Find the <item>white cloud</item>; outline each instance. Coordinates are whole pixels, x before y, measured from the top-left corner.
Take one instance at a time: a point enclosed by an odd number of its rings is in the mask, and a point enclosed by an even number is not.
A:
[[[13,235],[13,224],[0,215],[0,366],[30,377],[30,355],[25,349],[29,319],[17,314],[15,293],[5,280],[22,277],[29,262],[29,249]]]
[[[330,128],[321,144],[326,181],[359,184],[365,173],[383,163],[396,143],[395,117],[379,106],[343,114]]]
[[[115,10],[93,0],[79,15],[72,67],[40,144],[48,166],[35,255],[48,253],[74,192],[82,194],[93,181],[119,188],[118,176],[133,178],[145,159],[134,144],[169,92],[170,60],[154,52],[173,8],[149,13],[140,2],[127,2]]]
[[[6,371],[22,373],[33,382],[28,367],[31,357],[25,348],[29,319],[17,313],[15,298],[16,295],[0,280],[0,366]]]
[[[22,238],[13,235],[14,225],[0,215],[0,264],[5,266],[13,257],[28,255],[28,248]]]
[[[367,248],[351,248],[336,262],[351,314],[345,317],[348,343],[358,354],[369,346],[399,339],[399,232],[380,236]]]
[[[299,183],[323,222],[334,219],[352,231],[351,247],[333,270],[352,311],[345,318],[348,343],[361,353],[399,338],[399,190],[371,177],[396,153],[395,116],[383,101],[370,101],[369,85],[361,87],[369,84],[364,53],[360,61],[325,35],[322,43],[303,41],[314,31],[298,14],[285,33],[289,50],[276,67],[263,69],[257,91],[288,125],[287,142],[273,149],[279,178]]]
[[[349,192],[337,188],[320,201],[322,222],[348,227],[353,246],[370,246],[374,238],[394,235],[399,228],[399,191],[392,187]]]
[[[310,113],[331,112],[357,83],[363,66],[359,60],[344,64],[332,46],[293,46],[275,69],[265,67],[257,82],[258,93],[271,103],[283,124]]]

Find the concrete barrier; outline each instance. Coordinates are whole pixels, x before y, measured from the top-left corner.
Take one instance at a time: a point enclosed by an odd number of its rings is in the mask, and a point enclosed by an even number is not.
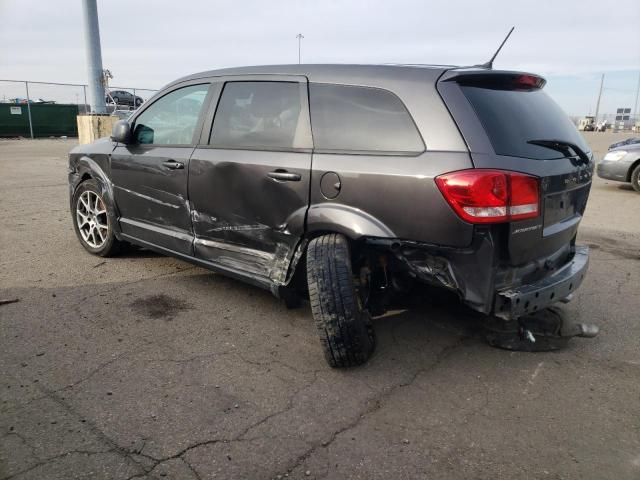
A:
[[[112,115],[78,115],[78,143],[91,143],[111,135],[113,124],[120,120]]]

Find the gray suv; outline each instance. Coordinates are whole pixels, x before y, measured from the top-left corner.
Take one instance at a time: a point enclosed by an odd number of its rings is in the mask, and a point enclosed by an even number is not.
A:
[[[69,158],[89,252],[132,243],[284,298],[308,295],[331,366],[416,283],[491,319],[566,299],[593,158],[539,76],[284,65],[177,80]],[[533,338],[535,340],[535,338]]]

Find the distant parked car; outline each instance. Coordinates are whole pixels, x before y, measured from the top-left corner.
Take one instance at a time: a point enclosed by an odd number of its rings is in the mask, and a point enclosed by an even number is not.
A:
[[[116,105],[130,105],[132,107],[139,107],[144,100],[137,95],[134,97],[133,93],[126,90],[113,90],[111,95],[106,97],[107,103],[115,103]]]
[[[625,145],[634,145],[636,143],[640,143],[639,137],[631,137],[626,140],[622,140],[621,142],[612,143],[609,145],[609,150],[613,150],[614,148],[624,147]]]
[[[598,163],[598,176],[607,180],[631,183],[640,192],[640,143],[609,150]]]

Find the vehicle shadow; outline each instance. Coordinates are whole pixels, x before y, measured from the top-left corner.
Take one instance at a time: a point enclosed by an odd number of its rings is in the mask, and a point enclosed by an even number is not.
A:
[[[213,272],[190,275],[182,280],[194,282],[199,288],[224,289],[229,297],[260,304],[265,316],[271,316],[281,326],[293,326],[315,334],[308,298],[302,299],[299,308],[287,309],[285,302],[270,292]],[[404,356],[401,350],[420,350],[435,338],[438,343],[450,343],[460,338],[485,343],[483,320],[483,315],[463,305],[455,293],[416,285],[410,294],[393,301],[384,314],[373,317],[372,323],[379,340],[378,348],[384,344]]]
[[[149,250],[131,243],[125,244],[123,250],[118,254],[118,258],[162,258],[166,257],[158,252]]]

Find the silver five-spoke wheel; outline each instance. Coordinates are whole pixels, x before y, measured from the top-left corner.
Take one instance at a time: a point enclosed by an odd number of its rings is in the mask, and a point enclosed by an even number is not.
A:
[[[76,203],[76,222],[87,245],[101,248],[105,244],[109,234],[107,209],[97,193],[82,192]]]

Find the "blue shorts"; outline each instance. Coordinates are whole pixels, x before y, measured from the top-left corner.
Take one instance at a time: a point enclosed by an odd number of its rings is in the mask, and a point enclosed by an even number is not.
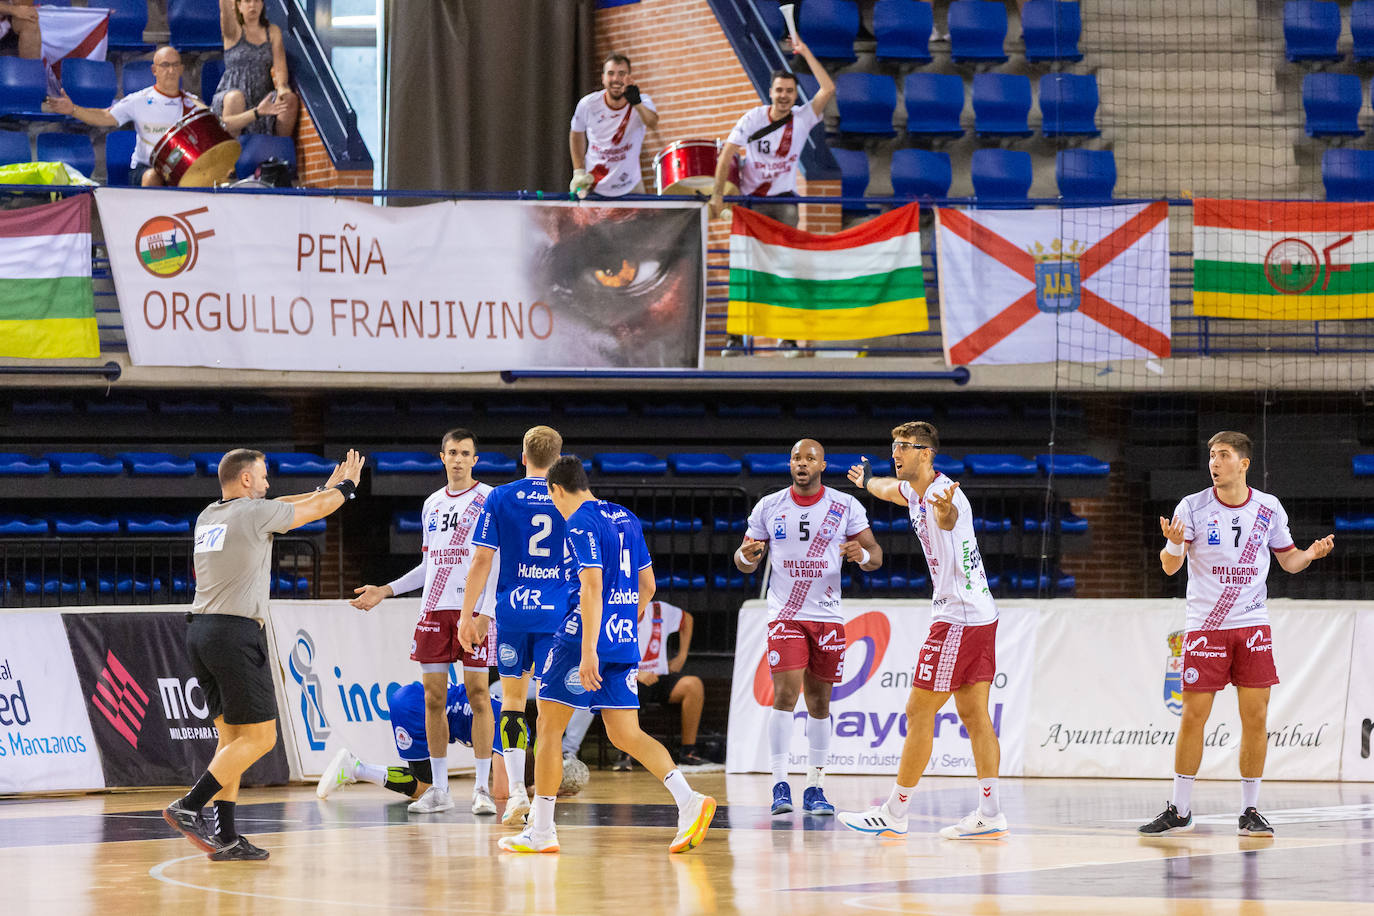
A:
[[[396,753],[405,761],[426,760],[429,758],[429,737],[425,734],[425,693],[419,684],[407,684],[391,696],[391,737],[396,742]],[[501,702],[491,698],[491,713],[497,722],[501,721]],[[462,720],[449,717],[449,743],[472,747],[472,718]],[[502,753],[501,729],[492,730],[491,749]]]
[[[553,648],[553,634],[532,633],[513,626],[501,626],[497,633],[497,672],[502,677],[520,677],[526,671],[534,671],[538,677],[539,661]]]
[[[639,662],[602,662],[601,689],[588,691],[577,676],[582,647],[561,639],[544,657],[539,699],[574,709],[638,709]]]

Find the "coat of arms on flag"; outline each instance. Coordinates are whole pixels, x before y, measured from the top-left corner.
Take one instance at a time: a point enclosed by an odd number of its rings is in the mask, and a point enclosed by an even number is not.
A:
[[[44,3],[38,7],[43,35],[43,64],[48,89],[61,87],[62,61],[70,57],[104,60],[110,44],[110,11],[105,7],[69,7]]]
[[[950,365],[1169,355],[1163,201],[935,212]]]

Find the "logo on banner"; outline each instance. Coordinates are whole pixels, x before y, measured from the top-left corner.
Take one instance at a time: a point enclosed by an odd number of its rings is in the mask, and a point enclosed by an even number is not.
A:
[[[154,216],[134,236],[134,250],[138,263],[154,277],[175,277],[196,266],[200,255],[198,242],[208,239],[215,230],[196,232],[190,217],[208,213],[209,207],[197,207],[172,216]]]
[[[1169,656],[1164,660],[1164,707],[1176,716],[1183,715],[1183,638],[1187,633],[1175,630],[1166,638]]]
[[[143,718],[148,714],[148,694],[138,686],[129,669],[115,658],[114,652],[105,656],[105,667],[95,682],[91,705],[124,736],[138,747],[138,734],[143,730]]]
[[[1081,242],[1050,242],[1050,250],[1039,242],[1027,246],[1035,259],[1035,306],[1042,312],[1078,311],[1078,259],[1086,250]]]
[[[315,640],[307,630],[297,630],[286,667],[301,688],[301,721],[305,723],[306,741],[312,751],[322,751],[330,729],[324,714],[324,684],[312,670],[314,663]]]
[[[852,696],[877,673],[883,662],[883,656],[887,654],[888,643],[892,640],[892,624],[888,623],[887,617],[882,613],[869,611],[867,614],[860,614],[846,623],[844,635],[845,654],[844,659],[840,662],[841,672],[845,668],[853,669],[850,653],[860,647],[864,653],[863,663],[858,666],[857,673],[853,677],[835,685],[834,691],[830,694],[832,703]],[[774,665],[778,663],[778,653],[765,650],[754,670],[754,699],[758,701],[760,706],[773,705],[773,678],[769,672],[770,662]]]

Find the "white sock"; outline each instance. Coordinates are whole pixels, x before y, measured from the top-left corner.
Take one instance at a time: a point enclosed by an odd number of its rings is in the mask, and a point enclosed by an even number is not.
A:
[[[677,802],[677,808],[681,811],[687,807],[692,800],[692,787],[687,785],[687,777],[682,775],[681,770],[673,770],[663,777],[663,785],[669,792],[673,793],[673,801]]]
[[[491,791],[491,758],[478,757],[477,760],[477,784],[473,789],[486,789]]]
[[[768,716],[768,761],[773,782],[787,779],[787,748],[792,743],[792,711],[775,709]]]
[[[1193,776],[1174,774],[1174,807],[1179,817],[1187,817],[1193,810]],[[1256,787],[1258,791],[1258,787]]]
[[[1244,779],[1240,781],[1240,813],[1244,814],[1246,808],[1259,807],[1259,787],[1260,777],[1254,779]]]
[[[574,709],[572,718],[568,719],[568,727],[563,729],[563,756],[576,757],[577,752],[582,749],[582,742],[587,737],[587,729],[591,728],[592,720],[596,715],[590,709]]]
[[[374,786],[384,786],[386,785],[386,767],[379,767],[375,763],[363,763],[359,760],[357,768],[353,771],[353,778],[370,782]]]
[[[806,768],[806,787],[819,789],[825,783],[825,770],[821,767]]]
[[[448,758],[431,757],[429,758],[429,768],[434,771],[434,785],[448,791]]]
[[[997,793],[997,777],[978,780],[978,813],[996,817],[1002,813],[1002,799]]]
[[[811,781],[811,774],[808,772],[806,784],[809,786],[820,785],[820,771],[825,769],[825,764],[830,759],[830,733],[833,729],[830,725],[830,717],[817,719],[815,716],[806,717],[806,762],[810,764],[812,770],[816,771],[816,781]]]
[[[516,786],[525,786],[525,751],[518,747],[506,748],[506,779],[510,783],[511,794]]]
[[[887,811],[893,817],[906,817],[907,808],[911,805],[911,796],[915,793],[915,786],[892,786],[892,794],[887,797]]]
[[[558,801],[552,795],[536,795],[530,803],[530,830],[548,833],[553,829],[553,806]]]

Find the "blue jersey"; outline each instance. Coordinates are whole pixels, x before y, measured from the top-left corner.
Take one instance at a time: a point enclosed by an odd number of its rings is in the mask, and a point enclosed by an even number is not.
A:
[[[564,560],[568,613],[558,638],[582,642],[582,588],[579,573],[601,570],[601,634],[596,654],[602,662],[639,661],[639,571],[653,565],[639,519],[624,506],[595,500],[583,503],[568,519]]]
[[[502,484],[487,494],[472,543],[501,551],[498,632],[552,633],[558,628],[568,609],[561,587],[565,532],[542,477]]]
[[[492,712],[496,718],[501,718],[501,701],[496,697],[491,700]],[[468,702],[468,692],[462,684],[449,684],[448,697],[444,704],[444,712],[448,716],[448,743],[461,744],[465,747],[472,747],[472,704]],[[397,732],[397,748],[404,752],[409,747],[400,747],[407,740],[414,742],[415,745],[424,744],[427,746],[428,737],[425,734],[425,688],[419,681],[412,681],[400,690],[391,695],[391,725],[392,730]],[[407,736],[405,738],[402,735]],[[495,750],[499,753],[501,735],[497,730]],[[421,756],[429,756],[428,753]],[[407,758],[410,759],[410,758]]]

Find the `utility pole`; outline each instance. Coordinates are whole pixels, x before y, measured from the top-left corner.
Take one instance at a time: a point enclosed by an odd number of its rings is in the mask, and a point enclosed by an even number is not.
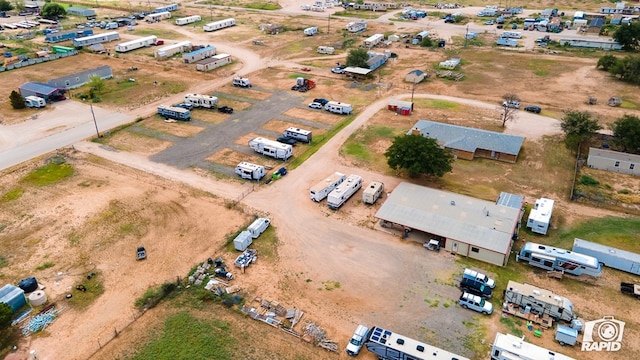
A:
[[[331,14],[329,14],[329,19],[327,20],[327,35],[331,33]]]
[[[469,38],[469,24],[467,24],[467,32],[464,34],[464,47],[467,47],[467,39]]]
[[[413,78],[413,87],[411,87],[411,103],[413,104],[413,94],[416,92],[416,85],[418,83],[416,82],[416,79]]]

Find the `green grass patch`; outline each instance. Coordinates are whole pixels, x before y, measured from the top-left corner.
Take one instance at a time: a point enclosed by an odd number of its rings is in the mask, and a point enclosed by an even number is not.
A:
[[[634,253],[640,253],[640,219],[604,217],[580,222],[560,233],[552,240],[552,245],[564,249],[573,247],[573,239],[604,244]]]
[[[639,108],[638,104],[628,100],[622,100],[622,104],[620,104],[620,107],[623,109],[631,109],[631,110],[637,110]]]
[[[176,284],[166,282],[158,287],[147,289],[141,297],[136,299],[134,306],[140,310],[151,309],[173,294],[177,288]]]
[[[191,24],[193,25],[193,24]],[[160,28],[157,27],[153,27],[153,28],[139,28],[139,27],[134,27],[133,31],[129,31],[128,33],[136,35],[136,36],[149,36],[149,35],[155,35],[157,36],[159,39],[178,39],[180,38],[182,35],[175,33],[173,31],[170,30],[162,30]]]
[[[377,19],[379,17],[378,13],[373,11],[358,11],[358,10],[344,10],[344,11],[336,11],[331,16],[345,16],[350,18],[360,18],[360,19]]]
[[[557,66],[557,61],[547,59],[531,59],[527,63],[527,69],[532,71],[536,76],[548,76],[551,74],[551,70]]]
[[[341,152],[358,160],[371,162],[375,154],[370,151],[369,146],[380,139],[392,140],[400,133],[400,130],[387,126],[374,125],[360,128],[349,136]]]
[[[257,217],[251,218],[240,226],[237,231],[225,236],[226,242],[224,248],[226,251],[230,253],[238,252],[233,245],[233,240],[249,225],[251,225],[255,219],[257,219]],[[276,235],[276,228],[273,224],[269,225],[269,227],[260,235],[260,238],[253,241],[251,248],[258,251],[258,254],[260,254],[260,261],[267,261],[269,263],[276,262],[278,259],[278,236]]]
[[[520,327],[522,327],[523,323],[522,320],[518,319],[517,317],[501,317],[500,324],[502,324],[509,330],[509,334],[515,335],[517,337],[522,336],[522,330],[520,329]]]
[[[251,3],[251,4],[247,4],[245,5],[246,8],[249,9],[257,9],[257,10],[280,10],[282,9],[282,6],[280,6],[280,4],[278,4],[277,2],[274,4],[272,2],[268,2],[268,3]]]
[[[224,321],[180,312],[169,316],[161,333],[130,359],[235,359],[237,340],[230,335],[230,327]]]
[[[6,257],[0,255],[0,269],[9,265],[9,260]]]
[[[69,164],[50,163],[39,167],[27,176],[22,182],[33,186],[47,186],[58,183],[73,175],[73,167]]]
[[[104,293],[104,279],[100,271],[95,271],[91,279],[83,278],[82,282],[76,284],[71,290],[73,297],[67,300],[70,307],[76,309],[86,309],[89,305]],[[84,286],[86,291],[79,290],[78,287]]]
[[[414,99],[413,102],[420,108],[458,110],[461,107],[456,102],[438,99]]]
[[[4,195],[2,195],[2,201],[7,202],[7,201],[18,200],[22,196],[22,194],[24,194],[23,188],[21,187],[13,188],[7,191]]]
[[[56,264],[52,263],[51,261],[47,261],[44,262],[38,266],[36,266],[36,270],[44,270],[44,269],[48,269],[50,267],[54,267]]]
[[[304,163],[308,158],[310,158],[313,154],[315,154],[320,148],[327,143],[332,137],[334,137],[337,133],[342,131],[347,125],[351,124],[351,122],[356,118],[355,115],[347,116],[343,121],[334,126],[331,130],[327,131],[324,134],[314,135],[313,142],[309,145],[307,151],[296,156],[291,163],[289,163],[289,167],[291,169],[295,169]]]

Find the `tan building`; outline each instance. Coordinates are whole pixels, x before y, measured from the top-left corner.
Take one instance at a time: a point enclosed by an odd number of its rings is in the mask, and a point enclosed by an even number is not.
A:
[[[229,63],[231,63],[231,55],[218,54],[196,62],[196,70],[209,71]]]
[[[640,176],[640,155],[589,148],[587,165],[594,169]]]

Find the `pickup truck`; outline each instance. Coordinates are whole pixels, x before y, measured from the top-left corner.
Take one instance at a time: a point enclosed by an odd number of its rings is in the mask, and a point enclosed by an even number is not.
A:
[[[620,283],[620,292],[623,294],[635,296],[636,299],[640,299],[640,285],[621,282]]]

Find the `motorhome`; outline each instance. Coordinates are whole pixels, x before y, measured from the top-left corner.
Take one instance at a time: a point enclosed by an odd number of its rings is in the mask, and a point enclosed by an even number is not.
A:
[[[503,31],[501,37],[509,39],[522,39],[522,33],[517,31]]]
[[[352,33],[365,31],[365,30],[367,30],[367,22],[364,21],[364,20],[357,21],[357,22],[356,21],[352,21],[352,22],[348,23],[345,28],[347,29],[348,32],[352,32]]]
[[[575,360],[568,356],[530,344],[511,334],[496,334],[491,348],[491,360]]]
[[[324,105],[324,109],[334,114],[349,115],[353,111],[351,104],[345,104],[338,101],[329,101]]]
[[[315,26],[308,27],[308,28],[304,29],[304,34],[307,35],[307,36],[313,36],[313,35],[315,35],[317,33],[318,33],[318,28],[315,27]]]
[[[120,39],[120,34],[117,31],[109,31],[101,34],[94,34],[84,37],[75,38],[72,40],[73,46],[89,46],[93,44],[101,44]]]
[[[315,184],[310,190],[309,193],[311,195],[311,200],[313,201],[322,201],[326,198],[336,186],[342,184],[343,181],[347,179],[346,175],[343,173],[335,172],[331,174],[331,176],[326,179],[320,181]]]
[[[126,41],[116,45],[115,50],[119,53],[124,53],[136,49],[140,49],[143,47],[154,45],[158,41],[158,38],[155,35],[141,37],[139,39]]]
[[[488,286],[492,289],[494,289],[496,287],[496,282],[489,278],[487,275],[477,272],[475,270],[471,270],[471,269],[464,269],[464,272],[462,273],[462,277],[463,278],[467,278],[470,279],[472,281],[476,281],[479,282],[485,286]]]
[[[370,49],[381,43],[383,40],[383,34],[373,34],[364,40],[364,46]]]
[[[171,13],[169,11],[153,13],[144,17],[144,21],[148,23],[158,22],[165,19],[171,19]]]
[[[384,191],[384,184],[380,181],[372,181],[362,192],[362,202],[373,205]]]
[[[179,41],[177,43],[166,45],[156,49],[156,51],[154,51],[154,57],[157,59],[166,59],[175,54],[190,51],[191,47],[191,41]]]
[[[541,289],[529,284],[509,281],[504,292],[506,309],[513,309],[509,313],[516,316],[537,316],[540,321],[549,317],[554,321],[571,322],[573,320],[573,303],[549,290]],[[551,322],[548,322],[551,325]]]
[[[233,86],[242,87],[242,88],[250,88],[251,87],[251,81],[249,81],[248,78],[243,78],[241,76],[235,76],[231,80],[231,84],[233,84]]]
[[[236,24],[236,19],[228,18],[228,19],[218,20],[218,21],[214,21],[214,22],[210,22],[208,24],[205,24],[202,27],[202,30],[204,30],[204,31],[216,31],[216,30],[220,30],[220,29],[224,29],[224,28],[228,28],[228,27],[234,26],[235,24]]]
[[[249,140],[249,147],[262,155],[285,161],[293,155],[293,147],[291,145],[262,137]]]
[[[202,94],[187,94],[184,96],[184,103],[196,108],[213,109],[218,106],[218,97]]]
[[[47,106],[47,102],[43,98],[34,95],[25,96],[24,104],[30,108],[41,108]]]
[[[378,358],[385,360],[469,360],[378,326],[369,330],[364,345]]]
[[[342,206],[353,194],[362,187],[362,176],[349,175],[347,179],[340,185],[336,186],[327,196],[327,205],[332,210],[337,210]]]
[[[287,130],[282,132],[282,136],[287,136],[301,142],[310,143],[313,137],[313,134],[311,133],[311,130],[304,130],[296,127],[289,127],[287,128]]]
[[[189,121],[191,120],[191,112],[187,109],[175,107],[175,106],[158,106],[158,115],[165,119]]]
[[[578,238],[573,240],[573,252],[593,256],[601,266],[640,275],[640,254]]]
[[[353,336],[345,349],[347,355],[356,356],[360,353],[360,349],[362,349],[362,345],[364,345],[368,332],[369,328],[364,325],[358,325],[358,327],[356,327],[356,331],[353,332]]]
[[[163,13],[163,12],[169,12],[169,11],[176,11],[176,10],[178,10],[178,4],[171,4],[171,5],[157,7],[153,9],[153,12],[157,14],[157,13]]]
[[[247,227],[247,231],[251,233],[251,237],[257,239],[271,224],[271,220],[268,218],[257,218],[254,222]]]
[[[598,277],[602,274],[602,266],[593,256],[532,242],[524,244],[516,254],[516,261],[525,261],[531,266],[575,276]]]
[[[536,200],[533,209],[529,212],[527,219],[527,227],[532,232],[546,235],[551,224],[551,215],[553,214],[554,201],[547,198]]]
[[[243,179],[260,180],[265,176],[266,172],[264,166],[243,161],[236,166],[236,174]]]
[[[335,51],[336,49],[331,46],[318,46],[318,54],[333,55]]]
[[[194,22],[198,22],[200,20],[202,20],[202,17],[200,17],[200,15],[187,16],[176,19],[176,25],[193,24]]]

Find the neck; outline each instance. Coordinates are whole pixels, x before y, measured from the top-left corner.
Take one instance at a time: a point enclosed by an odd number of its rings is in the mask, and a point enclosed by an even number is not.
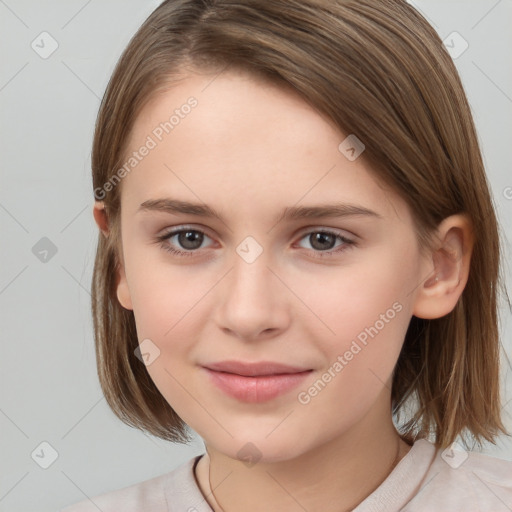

Work to be completed >> Isolate each line of the listing above that includes "white". Copy it.

Written solution >>
Find the <item>white cloud</item>; outline each instance. Coordinates are whole pixels, x before y, measured from the top-left corner.
Find the "white sock"; outline each instance. Coordinates are whole pixels, x before y, measured from the top-left corner.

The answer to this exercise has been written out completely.